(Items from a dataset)
----------------

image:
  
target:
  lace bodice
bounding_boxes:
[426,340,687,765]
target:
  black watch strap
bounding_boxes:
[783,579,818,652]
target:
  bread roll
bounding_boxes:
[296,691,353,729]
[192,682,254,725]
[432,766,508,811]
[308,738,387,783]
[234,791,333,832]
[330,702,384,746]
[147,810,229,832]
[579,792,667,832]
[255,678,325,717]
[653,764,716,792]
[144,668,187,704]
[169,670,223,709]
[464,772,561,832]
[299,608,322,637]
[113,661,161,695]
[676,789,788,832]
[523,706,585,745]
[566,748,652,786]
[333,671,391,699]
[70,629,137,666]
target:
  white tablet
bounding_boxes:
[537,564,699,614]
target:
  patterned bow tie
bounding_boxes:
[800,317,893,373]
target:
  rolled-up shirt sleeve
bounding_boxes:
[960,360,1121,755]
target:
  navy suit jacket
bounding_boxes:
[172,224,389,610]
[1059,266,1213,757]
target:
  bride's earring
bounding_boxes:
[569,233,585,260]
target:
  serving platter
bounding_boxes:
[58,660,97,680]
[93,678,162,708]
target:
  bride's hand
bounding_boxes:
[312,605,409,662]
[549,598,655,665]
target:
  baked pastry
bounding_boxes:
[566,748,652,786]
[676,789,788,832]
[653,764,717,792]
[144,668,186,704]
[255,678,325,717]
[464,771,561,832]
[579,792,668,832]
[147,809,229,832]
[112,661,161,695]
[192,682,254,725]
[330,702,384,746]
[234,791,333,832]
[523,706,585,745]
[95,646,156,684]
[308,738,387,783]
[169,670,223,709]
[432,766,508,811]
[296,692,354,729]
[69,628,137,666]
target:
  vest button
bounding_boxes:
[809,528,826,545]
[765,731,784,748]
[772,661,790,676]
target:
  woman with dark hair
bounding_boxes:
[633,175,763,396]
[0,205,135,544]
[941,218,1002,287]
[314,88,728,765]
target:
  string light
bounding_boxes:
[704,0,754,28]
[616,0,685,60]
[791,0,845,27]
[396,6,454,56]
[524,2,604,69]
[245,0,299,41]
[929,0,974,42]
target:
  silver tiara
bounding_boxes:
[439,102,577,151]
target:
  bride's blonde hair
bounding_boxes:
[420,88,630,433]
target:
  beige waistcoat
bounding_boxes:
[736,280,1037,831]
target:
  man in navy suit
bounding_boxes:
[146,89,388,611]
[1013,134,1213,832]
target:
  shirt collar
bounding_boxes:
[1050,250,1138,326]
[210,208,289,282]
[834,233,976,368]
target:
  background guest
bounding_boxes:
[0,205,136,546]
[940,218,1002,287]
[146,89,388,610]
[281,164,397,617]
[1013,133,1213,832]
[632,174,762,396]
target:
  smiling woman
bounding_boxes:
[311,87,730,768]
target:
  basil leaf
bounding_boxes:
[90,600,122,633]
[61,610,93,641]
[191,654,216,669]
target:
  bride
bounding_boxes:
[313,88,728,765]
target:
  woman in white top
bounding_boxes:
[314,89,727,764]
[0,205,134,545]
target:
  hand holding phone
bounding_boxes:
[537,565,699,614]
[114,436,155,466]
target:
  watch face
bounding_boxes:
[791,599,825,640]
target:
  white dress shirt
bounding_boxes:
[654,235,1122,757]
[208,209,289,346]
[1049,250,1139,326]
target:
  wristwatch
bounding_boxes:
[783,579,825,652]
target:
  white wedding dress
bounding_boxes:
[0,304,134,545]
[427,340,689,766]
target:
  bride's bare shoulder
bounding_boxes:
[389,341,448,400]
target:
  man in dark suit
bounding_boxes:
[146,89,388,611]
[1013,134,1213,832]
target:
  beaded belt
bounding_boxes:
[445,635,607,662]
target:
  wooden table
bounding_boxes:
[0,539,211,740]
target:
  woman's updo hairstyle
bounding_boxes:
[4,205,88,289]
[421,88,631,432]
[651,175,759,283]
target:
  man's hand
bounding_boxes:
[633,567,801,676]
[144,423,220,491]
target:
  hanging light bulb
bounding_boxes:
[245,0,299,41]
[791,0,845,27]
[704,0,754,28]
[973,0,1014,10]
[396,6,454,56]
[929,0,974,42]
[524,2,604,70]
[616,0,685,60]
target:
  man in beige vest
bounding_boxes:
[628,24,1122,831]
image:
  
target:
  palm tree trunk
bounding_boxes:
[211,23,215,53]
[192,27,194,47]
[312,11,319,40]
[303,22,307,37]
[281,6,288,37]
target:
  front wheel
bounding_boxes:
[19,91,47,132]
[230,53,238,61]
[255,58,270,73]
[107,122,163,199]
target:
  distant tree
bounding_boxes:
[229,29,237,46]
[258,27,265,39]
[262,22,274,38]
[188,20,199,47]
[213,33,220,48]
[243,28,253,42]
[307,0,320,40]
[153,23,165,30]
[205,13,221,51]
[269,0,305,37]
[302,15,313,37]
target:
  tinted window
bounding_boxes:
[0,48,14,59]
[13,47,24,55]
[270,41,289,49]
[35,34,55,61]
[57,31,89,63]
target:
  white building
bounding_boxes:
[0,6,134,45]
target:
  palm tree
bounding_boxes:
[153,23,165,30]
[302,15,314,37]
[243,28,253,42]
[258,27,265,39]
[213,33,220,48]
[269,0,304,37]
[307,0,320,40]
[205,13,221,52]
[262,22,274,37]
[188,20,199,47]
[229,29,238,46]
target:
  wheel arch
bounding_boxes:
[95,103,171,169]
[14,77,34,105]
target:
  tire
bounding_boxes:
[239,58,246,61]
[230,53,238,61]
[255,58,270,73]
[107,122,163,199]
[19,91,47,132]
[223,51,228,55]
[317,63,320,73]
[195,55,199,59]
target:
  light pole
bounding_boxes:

----------------

→ **WHAT NEEDS TO BE DONE**: Give the count of lines in the records that contain "bride", and no other text.

→ **RESULT OF THE EXERCISE**: 5